— begin Information provided —

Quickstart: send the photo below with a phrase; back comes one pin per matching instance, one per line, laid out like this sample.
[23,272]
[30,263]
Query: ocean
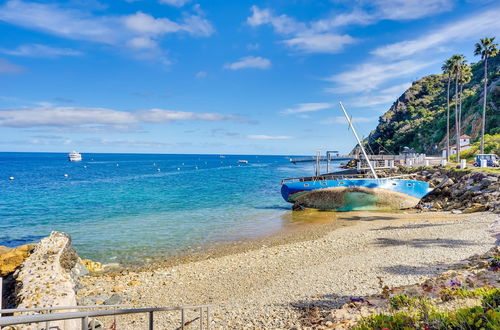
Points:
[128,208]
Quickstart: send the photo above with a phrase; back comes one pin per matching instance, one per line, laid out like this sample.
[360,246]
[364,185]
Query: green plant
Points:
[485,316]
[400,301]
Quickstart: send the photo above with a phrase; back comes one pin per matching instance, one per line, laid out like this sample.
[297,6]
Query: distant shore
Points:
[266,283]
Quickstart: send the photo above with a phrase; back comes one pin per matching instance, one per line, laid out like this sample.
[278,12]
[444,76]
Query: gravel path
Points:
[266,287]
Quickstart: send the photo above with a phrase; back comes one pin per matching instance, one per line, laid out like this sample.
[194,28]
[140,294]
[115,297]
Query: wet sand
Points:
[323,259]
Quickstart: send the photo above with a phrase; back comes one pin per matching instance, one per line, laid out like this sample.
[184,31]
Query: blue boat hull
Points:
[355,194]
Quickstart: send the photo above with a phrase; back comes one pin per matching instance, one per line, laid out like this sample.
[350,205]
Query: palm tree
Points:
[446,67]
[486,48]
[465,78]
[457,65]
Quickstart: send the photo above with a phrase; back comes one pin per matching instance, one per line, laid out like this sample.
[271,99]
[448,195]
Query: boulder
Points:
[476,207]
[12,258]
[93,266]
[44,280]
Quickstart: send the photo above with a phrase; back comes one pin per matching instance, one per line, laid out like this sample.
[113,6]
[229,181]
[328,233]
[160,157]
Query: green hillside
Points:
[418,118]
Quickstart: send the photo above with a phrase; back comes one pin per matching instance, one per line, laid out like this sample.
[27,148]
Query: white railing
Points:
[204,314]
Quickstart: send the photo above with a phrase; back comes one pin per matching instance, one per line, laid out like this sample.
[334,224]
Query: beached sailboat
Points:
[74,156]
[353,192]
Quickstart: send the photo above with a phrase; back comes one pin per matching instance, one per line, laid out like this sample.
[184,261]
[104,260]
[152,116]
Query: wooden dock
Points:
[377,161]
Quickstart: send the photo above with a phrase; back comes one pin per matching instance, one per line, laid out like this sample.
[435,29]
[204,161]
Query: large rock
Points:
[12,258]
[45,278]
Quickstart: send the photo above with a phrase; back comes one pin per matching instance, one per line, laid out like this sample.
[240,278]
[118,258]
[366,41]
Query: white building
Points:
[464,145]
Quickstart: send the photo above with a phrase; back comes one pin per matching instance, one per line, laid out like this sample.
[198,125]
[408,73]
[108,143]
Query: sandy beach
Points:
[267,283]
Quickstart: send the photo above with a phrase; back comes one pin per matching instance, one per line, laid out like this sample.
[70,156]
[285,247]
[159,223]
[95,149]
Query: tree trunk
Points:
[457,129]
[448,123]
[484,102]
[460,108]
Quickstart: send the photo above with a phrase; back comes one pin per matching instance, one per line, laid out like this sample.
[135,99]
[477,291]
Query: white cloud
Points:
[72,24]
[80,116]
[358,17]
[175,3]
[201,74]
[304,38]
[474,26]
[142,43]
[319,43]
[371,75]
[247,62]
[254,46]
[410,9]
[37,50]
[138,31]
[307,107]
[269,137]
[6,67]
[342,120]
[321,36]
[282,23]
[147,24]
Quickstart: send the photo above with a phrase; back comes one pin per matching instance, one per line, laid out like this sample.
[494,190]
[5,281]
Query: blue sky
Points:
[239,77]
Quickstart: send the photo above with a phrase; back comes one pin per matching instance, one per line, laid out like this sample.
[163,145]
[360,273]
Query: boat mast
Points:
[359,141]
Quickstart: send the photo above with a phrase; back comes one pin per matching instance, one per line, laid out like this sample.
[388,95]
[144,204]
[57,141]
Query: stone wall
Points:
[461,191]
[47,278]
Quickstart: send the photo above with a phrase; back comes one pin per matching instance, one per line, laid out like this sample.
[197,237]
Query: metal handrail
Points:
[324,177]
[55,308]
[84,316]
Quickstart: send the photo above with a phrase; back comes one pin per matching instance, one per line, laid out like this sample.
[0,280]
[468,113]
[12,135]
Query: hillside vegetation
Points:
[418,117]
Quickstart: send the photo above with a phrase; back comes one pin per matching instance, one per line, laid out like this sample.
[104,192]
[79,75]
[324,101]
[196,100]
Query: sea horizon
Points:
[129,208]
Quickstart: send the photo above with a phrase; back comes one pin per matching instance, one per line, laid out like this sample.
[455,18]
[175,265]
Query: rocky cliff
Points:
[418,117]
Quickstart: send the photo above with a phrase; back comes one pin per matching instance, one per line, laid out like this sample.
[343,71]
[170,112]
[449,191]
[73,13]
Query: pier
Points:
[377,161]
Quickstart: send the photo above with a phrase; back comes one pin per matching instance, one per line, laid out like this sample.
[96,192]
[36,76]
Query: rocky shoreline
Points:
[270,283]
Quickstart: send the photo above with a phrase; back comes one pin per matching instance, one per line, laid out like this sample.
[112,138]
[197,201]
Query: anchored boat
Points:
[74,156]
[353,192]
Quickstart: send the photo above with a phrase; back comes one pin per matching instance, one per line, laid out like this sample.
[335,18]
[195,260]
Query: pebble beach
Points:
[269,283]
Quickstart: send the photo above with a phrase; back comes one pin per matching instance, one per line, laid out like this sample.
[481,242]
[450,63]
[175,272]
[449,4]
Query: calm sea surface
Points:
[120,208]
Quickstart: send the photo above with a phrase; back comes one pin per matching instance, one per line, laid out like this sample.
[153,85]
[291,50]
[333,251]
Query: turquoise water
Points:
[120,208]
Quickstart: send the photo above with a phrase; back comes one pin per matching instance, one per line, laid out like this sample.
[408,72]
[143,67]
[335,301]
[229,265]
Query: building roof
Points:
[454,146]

— end Information provided —

Exercise aim ->
Copy out each line above in which the word "building" appears.

Solution below ->
Query: white building
Query: building roof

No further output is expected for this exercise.